TEXT EXTRACT

- Also known as: King Gwanggaeto the Great
- Hangul: 광개토태왕
- Hanja: 廣開土太王
- RR: Gwanggaeto taewang
- MR: Kwanggaet'o t'aewang
- Written by: Jo Myung-joo Jang Ki-chang
- Starring: Lee Tae-gon Kim Seung-soo Im Ho Park Jung-chul Oh Ji-eun Lee In-hye
- Country of origin: South Korea
- No. of episodes: 92

Production
- Executive producer: Lee Jae-yong
- Producer: KBS Drama Production Bureau
- Production locations: Mungyeong, North Gyeongsang Province
- Camera setup: Multi-camera
- Running time: Saturdays and Sundays at 21:40 (KST)

Original release
- Network: KBS1
- Release: June 4, 2011 – April 29, 2012

= Gwanggaeto, The Great Conqueror =

South Korean television series

Gwanggaeto, The Great Conqueror, also known as King Gwanggaeto the Great, is a historical drama based on the life of the nineteenth monarch of Goguryeo, Gwanggaeto the Great. The drama was based on two sources, Gwanggaeto the Great by Jeong Jip, and Great Conquests of Gwanggaeto by Hyeong Minu.

==Synopsis==
Goguryeo, at the time of the protagonist's birth, is no longer as powerful as it used to be. Prior to his birth, his grandfather, King Gogugwon was killed by the Baekje forces led by King Geunchogo. When his uncle King Sosurim died without an heir, his father King Gogugyang rose to the throne of Goguryeo. At the same time, they were also under attack by the Later Yan forces, led by none other than the Emperor of Later Yan himself, Murong Chui.

(Data listing)
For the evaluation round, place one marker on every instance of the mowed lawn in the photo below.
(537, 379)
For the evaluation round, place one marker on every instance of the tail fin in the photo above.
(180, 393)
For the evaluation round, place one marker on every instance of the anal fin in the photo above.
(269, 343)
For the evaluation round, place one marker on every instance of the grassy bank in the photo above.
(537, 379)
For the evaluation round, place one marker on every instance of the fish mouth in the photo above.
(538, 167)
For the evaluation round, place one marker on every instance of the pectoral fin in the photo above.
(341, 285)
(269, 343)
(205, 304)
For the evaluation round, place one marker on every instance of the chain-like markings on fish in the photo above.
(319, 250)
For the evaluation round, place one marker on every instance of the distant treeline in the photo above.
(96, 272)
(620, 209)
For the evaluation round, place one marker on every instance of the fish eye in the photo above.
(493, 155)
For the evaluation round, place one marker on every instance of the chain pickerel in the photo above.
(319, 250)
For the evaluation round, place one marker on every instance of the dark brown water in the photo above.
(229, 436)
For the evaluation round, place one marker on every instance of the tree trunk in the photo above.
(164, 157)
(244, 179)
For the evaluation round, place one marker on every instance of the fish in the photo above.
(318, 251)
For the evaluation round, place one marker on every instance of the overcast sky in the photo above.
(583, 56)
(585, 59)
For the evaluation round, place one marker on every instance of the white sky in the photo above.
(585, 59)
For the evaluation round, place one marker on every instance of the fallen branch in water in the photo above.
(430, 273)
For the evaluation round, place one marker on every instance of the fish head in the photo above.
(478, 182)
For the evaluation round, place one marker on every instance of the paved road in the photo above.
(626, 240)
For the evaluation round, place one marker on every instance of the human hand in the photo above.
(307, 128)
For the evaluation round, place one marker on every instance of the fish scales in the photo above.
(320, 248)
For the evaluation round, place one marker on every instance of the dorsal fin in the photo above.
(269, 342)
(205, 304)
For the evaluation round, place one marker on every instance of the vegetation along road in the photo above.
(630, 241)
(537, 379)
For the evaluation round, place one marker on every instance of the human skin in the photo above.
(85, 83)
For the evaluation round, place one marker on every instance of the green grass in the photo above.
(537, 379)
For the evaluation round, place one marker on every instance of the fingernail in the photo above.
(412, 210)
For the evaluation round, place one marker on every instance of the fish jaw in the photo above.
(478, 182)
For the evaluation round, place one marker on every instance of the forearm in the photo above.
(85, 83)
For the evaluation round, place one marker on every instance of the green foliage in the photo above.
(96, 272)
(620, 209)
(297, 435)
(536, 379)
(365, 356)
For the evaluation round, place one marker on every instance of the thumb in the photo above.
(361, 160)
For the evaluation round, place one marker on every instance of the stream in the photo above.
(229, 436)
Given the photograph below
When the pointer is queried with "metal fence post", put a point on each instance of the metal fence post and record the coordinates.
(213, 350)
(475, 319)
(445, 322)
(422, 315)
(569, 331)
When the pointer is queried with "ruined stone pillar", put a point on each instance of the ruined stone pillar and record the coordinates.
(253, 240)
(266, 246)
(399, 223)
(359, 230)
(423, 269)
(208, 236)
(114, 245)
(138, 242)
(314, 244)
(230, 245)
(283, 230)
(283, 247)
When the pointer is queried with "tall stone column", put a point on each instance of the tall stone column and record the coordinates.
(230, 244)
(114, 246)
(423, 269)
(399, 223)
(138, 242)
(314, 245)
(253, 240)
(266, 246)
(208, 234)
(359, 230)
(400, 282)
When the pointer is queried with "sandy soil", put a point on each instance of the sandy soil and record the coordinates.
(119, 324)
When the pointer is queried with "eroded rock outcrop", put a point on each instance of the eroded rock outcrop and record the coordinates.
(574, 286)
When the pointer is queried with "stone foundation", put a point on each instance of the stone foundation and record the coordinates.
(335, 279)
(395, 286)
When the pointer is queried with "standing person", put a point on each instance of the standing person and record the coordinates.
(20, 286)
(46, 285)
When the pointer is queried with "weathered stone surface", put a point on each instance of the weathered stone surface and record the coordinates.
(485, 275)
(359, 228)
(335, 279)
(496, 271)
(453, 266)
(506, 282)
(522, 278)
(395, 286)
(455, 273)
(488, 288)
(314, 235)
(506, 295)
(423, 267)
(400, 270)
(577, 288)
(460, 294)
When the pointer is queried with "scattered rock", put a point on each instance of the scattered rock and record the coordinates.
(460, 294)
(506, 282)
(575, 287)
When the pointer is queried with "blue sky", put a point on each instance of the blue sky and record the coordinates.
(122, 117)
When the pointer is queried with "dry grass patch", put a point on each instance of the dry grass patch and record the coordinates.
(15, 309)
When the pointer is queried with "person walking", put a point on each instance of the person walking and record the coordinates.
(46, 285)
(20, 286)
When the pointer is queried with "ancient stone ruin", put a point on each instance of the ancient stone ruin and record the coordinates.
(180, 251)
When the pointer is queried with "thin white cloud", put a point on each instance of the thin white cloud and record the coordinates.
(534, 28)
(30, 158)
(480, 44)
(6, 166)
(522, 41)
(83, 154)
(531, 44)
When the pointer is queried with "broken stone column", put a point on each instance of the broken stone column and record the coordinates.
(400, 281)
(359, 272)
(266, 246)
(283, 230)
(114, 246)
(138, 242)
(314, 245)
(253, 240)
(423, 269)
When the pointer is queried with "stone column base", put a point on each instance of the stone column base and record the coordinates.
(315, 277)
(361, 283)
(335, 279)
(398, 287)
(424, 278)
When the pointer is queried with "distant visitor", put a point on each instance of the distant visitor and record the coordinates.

WHAT IS ASKED
1) Print the section of the article on Gwanggaeto, The Great Conqueror from "Gwanggaeto, The Great Conqueror, also" up to and including "by Hyeong Minu.".
2) According to the article on Gwanggaeto, The Great Conqueror, where was the series filmed?
The records have nothing to do with what comes next.

SOLUTIONS TO THE EXERCISE
1)
Gwanggaeto, The Great Conqueror, also known as King Gwanggaeto the Great, is a historical drama based on the life of the nineteenth monarch of Goguryeo, Gwanggaeto the Great. The drama was based on two sources, Gwanggaeto the Great by Jeong Jip, and Great Conquests of Gwanggaeto by Hyeong Minu.

2) Mungyeong, North Gyeongsang Province